**Short task 1:**
Reproduce the portion of the memorandum order starting with "MEMORANDUM ORDER" and going on through "Warner Communications, Inc.".
**Short task 2:**
In one to three sentences, explain what purpose the plaintiff says the Rubberband's albums mainly served, according to the memorandum order.
**Short task 3:**
Extend the memorandum order from where it stops.

**Passage:**

------------------------------

MEMORANDUM ORDER
LEVAL, District Judge.
Thomas G. Stuart, a little known performer of popular, rock music brought this action alleging infringement of his service mark
against William C. Collins and Warner Bros. Records, Inc. (“Warner”), a subsidiary of Warner Communications, Inc.
Stuart, who resides in Birmingham, Alabama, participated in 1966 in the formation of a band which took the name “The Rubberband.” After this group disbanded, plaintiff started a new band. He registered the mark “The Rubberband” with the U.S. Patent and Trademark Office in 1971. (United States Service Mark Registration No. 908,846). The registration covers the provision of musical performances. The plaintiff testified (and the court finds) that his band, using the Rubberband name, had been under his direction and control from the date of its inception. The Rubberband recorded a number of albums, mostly on minor labels. According to the plaintiff, these recordings served primarily as vehicles for introducing the band’s music to promoters of live concerts. Stuart testified that he sent the albums to radio stations and concert promoters, and that he performed live concerts at various locations in the South, including colleges and army bases. Albums also were occasionally consigned to record stores. Stuart testified that he did not know if any albums sold, but they did receive some air play. Stuart also testified that his activities under the Rubberband mark have not generated any appreciable income in excess of his expenses.

------------------------------

**Material provided:**
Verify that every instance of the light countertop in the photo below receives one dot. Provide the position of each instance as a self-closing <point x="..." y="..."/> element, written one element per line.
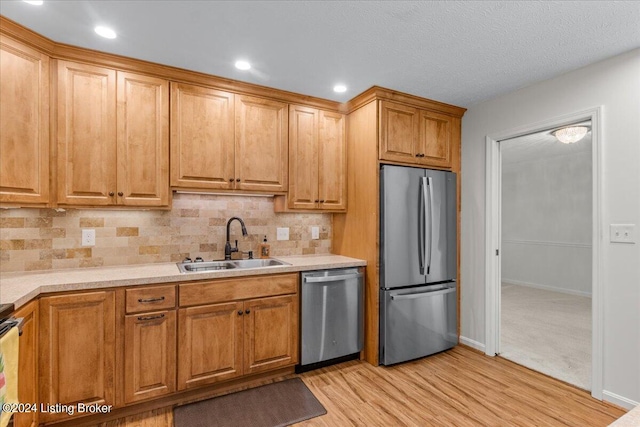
<point x="20" y="288"/>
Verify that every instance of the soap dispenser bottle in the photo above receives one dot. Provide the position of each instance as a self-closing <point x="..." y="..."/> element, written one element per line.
<point x="264" y="248"/>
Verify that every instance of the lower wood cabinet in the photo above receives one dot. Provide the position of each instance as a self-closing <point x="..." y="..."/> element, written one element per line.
<point x="77" y="351"/>
<point x="125" y="346"/>
<point x="28" y="364"/>
<point x="210" y="343"/>
<point x="270" y="333"/>
<point x="219" y="342"/>
<point x="150" y="355"/>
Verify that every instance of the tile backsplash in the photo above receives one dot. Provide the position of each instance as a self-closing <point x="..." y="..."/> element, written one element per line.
<point x="45" y="239"/>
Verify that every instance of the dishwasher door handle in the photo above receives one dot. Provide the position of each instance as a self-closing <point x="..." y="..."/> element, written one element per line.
<point x="422" y="294"/>
<point x="324" y="279"/>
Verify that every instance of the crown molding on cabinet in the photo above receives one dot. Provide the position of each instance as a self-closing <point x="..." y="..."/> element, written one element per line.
<point x="67" y="52"/>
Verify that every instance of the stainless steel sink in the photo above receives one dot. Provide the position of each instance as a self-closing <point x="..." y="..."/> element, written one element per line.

------------------------------

**Reply 1:**
MEMORANDUM ORDER
LEVAL, District Judge.
Thomas G. Stuart, a little known performer of popular, rock music brought this action alleging infringement of his service mark
against William C. Collins and Warner Bros. Records, Inc. (“Warner”), a subsidiary of Warner Communications, Inc.

**Reply 2:**
According to the plaintiff, the albums served primarily as vehicles for introducing the band's music to promoters of live concerts. In line with that purpose, he sent them to radio stations and concert promoters.

**Reply 3:**
Defendant Collins is a musician known as Bootsy or Bootsy Collins. Prior to 1976, he played bass guitar with a number of popular bands, including James Brown and Parliament. In 1975-76, he decided, in consultation with George Clinton, producer of Parliament, that it was time for him to start his own band. Collins made a number of tapes which came to the attention of Robert Krasnow, a Warner executive responsible for hiring new talent, who signed him for Warner. After considering other names, Collins, accepting Clinton’s suggestion, called his group Bootsy’s Rubber Band and his first album “Stretchin Out in Bootsy’s Rubber Band”. Warner Bros, began a
promotional campaign for “Bootsy’s Rubber Band” with the release of this album in March 1976.
In June 1976 plaintiff came across the defendants’ album in a Woolco store in Alabama. Within a few days plaintiff’s attorney wrote to Warner demanding that the defendants cease using the “Rubber Band” name as it infringed on the plaintiff’s registered mark.
Although a series of letters were exchanged between the plaintiff or his lawyer and Warner discussing the possibility of settlement, the parties were never close. The first “Bootsy’s Rubber Band” album became increasingly successful through the summer of 1976, and as Krasnow testified, Warner Bros, responded with more promotion.
In the Spring of 1977, a second “Bootsy’s Rubber Band” album was released. Plaintiff then brought this action. Two more albums have followed.
The plaintiff claims that the defendants’ use of “Rubber Band” in connection with Collins’ concerts and recordings creates a likelihood of confusion regarding the source of the musical services offered by the parties.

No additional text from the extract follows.